--- Extrait ---
== == ==

Ses projections pour les Etats-Unis sont plus mauvaises que prévu, avec une croissance attendue à 1,6 % en 2016 et 2,2 % l’an prochain (-0,6 et -0,3 point par rapport aux prévisions de juillet). La zone euro devrait elle aussi connaître un fléchissement (+1,7 % en 2016 et +1,5 % en 2017) avec une France en dessous de la moyenne (+1,3 % les deux années).

Le Fonds reste aussi prudent lorsqu’il prédit un léger mieux aux pays émergents et en développement. Oui, le Brésil et la Russie se rapprochent d’une sortie de la récession. Oui, les prix des produits de base semblent amorcer une remontée modeste. Oui, enfin, les inquiétudes à court terme sur la croissance chinoise se sont dissipées (celle-ci devrait s’établir à +6,6 % en 2016 et 6,2 % en 2017). Après cinq années consécutives de ralentissement, ce groupe de pays devrait enfin voir sa croissance s’accélérer (+4,2 % en 2016), représentant les trois-quart de la croissance mondiale. Pourtant, souligne le rapport « les perspectives de ces pays sont inégales et généralement plus maussades que par le passé ». Plusieurs facteurs créent de l’incertitude, à commencer par le rééquilibrage de l’économie chinoise (de l’exportation et l’investissement vers la consommation et les services).

  • Incertitudes en pagaille et risques « baissiers »

Parfois raillé pour sa tendance à revoir à la baisse ses prévisions – ce fut systématiquement le cas ces huit dernières années –, le FMI prend les devants. A mesure que l’on s’éloigne de la crise financière, « les facteurs qui influent sur les résultats économiques à l’échelle mondiale deviennent plus complexes », écrivent ses économistes. Autrement dit, bien malin qui pourra prévoir avec certitude l’impact de tel ou tel mouvement en cours sur le scénario de croissance à moyen terme. En la matière, « les risques de dégradation continuent de l’emporter sur les chances d’amélioration », précisent-ils.

== == ==

--- Consignes de travail ---
Répondez à ces questions à partir de l'extrait :
1. Quelle croissance est attendue pour les États-Unis en 2016 ?
2. À combien la croissance chinoise devrait-elle s'établir en 2017 ?
3. Pendant combien d'années le FMI a-t-il systématiquement revu ses prévisions à la baisse ?
Les lignes qui suivent forment un matériau distinct de l'extrait.

--- Entrées du jeu de données ---
== == ==

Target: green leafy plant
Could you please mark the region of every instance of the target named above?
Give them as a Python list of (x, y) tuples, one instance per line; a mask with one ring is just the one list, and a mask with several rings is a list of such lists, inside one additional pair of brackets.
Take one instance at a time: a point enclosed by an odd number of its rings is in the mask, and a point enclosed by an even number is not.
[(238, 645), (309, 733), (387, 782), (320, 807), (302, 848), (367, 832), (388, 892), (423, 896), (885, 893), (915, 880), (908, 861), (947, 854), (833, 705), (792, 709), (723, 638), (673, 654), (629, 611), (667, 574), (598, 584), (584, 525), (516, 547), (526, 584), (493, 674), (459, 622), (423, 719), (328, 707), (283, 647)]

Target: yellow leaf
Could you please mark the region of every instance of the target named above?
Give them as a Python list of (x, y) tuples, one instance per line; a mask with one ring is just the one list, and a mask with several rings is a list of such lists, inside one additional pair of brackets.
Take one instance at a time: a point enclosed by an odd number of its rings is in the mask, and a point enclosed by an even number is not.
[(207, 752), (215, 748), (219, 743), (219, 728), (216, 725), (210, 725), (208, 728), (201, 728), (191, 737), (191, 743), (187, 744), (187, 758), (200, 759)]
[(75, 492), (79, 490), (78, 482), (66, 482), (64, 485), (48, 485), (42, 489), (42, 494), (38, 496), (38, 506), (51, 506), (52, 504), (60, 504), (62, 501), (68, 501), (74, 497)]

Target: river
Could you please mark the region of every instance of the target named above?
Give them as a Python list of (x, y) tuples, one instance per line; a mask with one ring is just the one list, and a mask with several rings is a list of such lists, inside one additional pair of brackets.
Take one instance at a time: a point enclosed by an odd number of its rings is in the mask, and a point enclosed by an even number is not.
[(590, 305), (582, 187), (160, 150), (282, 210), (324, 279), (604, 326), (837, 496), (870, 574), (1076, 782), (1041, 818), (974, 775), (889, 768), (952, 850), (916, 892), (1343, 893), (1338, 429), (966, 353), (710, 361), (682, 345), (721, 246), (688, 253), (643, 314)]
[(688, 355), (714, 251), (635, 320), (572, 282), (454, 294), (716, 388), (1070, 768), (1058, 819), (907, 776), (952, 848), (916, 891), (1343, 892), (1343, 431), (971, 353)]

== == ==

--- Résultat obtenu ---
1. 1,6 %.
2. 6,2 %.
3. Huit ans.